--- START SUPPLIED MATERIAL ---

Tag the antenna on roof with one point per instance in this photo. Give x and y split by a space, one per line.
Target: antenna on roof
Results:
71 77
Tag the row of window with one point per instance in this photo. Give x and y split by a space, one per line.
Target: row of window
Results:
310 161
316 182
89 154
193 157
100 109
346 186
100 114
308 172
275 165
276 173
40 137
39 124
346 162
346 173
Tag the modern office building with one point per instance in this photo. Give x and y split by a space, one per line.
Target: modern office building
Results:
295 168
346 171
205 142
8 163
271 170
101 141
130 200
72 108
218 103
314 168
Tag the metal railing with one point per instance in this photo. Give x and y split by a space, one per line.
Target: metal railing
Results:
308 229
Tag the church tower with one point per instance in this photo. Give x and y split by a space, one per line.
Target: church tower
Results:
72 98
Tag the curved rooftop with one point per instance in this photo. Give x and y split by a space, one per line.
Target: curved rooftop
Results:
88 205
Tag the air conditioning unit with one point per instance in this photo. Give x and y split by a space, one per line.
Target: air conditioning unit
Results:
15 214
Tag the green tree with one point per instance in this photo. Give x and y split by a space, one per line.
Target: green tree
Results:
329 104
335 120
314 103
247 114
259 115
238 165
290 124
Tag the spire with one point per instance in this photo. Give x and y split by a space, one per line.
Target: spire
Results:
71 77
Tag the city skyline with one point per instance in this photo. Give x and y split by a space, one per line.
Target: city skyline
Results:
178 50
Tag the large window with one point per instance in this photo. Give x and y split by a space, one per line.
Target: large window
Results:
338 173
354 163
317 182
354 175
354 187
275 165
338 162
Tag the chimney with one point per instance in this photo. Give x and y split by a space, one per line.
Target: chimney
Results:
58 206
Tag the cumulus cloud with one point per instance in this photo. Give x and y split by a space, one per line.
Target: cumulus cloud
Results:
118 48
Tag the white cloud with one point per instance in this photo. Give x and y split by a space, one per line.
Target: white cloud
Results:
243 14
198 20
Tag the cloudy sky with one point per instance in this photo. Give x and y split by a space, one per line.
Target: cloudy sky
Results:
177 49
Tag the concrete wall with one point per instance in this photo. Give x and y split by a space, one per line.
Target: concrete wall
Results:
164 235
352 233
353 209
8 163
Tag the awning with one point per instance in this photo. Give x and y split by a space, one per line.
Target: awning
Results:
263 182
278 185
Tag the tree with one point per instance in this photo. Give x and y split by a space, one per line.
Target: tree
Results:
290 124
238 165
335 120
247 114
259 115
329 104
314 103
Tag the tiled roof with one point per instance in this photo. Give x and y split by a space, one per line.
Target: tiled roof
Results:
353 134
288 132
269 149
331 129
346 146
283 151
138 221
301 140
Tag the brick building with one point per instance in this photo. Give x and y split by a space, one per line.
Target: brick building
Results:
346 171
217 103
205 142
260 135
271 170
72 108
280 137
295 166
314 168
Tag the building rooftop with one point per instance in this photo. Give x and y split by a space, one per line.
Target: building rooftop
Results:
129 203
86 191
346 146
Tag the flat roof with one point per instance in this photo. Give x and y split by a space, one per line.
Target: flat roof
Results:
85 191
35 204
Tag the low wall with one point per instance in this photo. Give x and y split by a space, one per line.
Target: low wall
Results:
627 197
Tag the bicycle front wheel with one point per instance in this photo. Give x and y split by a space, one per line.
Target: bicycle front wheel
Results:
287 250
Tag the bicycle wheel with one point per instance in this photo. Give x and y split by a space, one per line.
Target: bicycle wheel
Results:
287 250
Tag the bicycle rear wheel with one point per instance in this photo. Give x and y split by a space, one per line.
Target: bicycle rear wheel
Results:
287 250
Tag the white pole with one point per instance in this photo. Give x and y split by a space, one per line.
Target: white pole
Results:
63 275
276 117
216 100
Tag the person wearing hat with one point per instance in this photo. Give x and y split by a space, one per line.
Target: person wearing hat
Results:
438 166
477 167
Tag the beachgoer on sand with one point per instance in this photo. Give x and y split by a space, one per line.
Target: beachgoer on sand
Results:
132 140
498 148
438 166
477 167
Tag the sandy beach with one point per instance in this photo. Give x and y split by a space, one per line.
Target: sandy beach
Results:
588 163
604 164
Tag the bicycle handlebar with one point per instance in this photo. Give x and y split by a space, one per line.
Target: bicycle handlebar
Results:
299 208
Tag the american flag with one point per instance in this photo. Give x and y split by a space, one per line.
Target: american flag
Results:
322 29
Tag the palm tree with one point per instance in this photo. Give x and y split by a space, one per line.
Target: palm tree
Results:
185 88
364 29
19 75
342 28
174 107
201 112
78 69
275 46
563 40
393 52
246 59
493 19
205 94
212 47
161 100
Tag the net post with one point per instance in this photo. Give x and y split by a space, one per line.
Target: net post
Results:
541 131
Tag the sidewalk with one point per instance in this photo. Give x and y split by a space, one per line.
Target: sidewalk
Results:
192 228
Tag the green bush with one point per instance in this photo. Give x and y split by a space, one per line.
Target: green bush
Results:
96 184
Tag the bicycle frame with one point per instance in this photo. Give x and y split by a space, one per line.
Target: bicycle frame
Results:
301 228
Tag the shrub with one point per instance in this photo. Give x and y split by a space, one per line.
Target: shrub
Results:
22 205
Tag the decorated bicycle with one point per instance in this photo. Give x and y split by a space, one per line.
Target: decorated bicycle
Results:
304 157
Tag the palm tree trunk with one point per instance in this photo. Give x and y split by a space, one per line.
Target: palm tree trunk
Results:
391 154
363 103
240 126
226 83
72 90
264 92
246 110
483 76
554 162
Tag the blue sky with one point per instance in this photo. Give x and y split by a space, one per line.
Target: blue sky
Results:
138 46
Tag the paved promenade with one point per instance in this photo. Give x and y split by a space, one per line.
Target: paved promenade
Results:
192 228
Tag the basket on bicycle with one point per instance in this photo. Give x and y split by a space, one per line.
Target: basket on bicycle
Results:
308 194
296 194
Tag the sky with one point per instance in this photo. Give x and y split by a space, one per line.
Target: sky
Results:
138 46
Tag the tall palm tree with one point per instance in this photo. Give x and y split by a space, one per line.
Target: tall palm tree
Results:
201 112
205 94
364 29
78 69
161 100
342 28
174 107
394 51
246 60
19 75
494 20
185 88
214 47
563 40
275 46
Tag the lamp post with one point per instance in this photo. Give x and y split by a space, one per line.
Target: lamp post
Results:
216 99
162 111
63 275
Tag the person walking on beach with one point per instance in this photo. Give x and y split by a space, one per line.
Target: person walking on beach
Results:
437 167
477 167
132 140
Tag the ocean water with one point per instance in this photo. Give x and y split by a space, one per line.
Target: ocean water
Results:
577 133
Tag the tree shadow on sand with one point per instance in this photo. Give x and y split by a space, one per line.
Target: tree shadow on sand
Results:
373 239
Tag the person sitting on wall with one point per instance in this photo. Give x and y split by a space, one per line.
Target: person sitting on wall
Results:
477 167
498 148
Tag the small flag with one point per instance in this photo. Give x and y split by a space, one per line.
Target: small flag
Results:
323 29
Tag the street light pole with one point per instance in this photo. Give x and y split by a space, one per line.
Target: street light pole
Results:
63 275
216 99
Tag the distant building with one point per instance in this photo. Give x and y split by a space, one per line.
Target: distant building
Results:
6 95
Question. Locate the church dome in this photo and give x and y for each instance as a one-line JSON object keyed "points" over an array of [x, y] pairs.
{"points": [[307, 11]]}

--- END SUPPLIED MATERIAL ---

_EXERCISE AIM_: Retype nothing except the lines from the line holding "Tag the tree shadow" through the last line of the entries, both included.

_EXERCISE RESPONSE_:
Tag the tree shadow on sand with one point per instance in this photo. Give x and y split by a space, one per line.
Target: tree shadow on sand
Results:
373 239
Tag the person sitting on wall with one point per instance in this photo. Give x and y split by a space, one per line.
Target: person sitting on wall
Results:
477 167
498 148
Tag the small flag with one point per instance in this photo. Give x and y split by a space, one per line.
Target: small flag
Results:
323 29
Tag the street light pole with one point per instance in this photo. Give x and y split by a space, one per line.
Target: street light pole
Results:
63 275
216 99
Tag the distant building with one point per instance in this photo. Give x and y split by a space, one per line.
Target: distant building
Results:
6 95
Question. Locate the church dome in this photo and give x and y for each instance as a one-line JSON object keyed "points" over an array of [x, y] pairs.
{"points": [[307, 11]]}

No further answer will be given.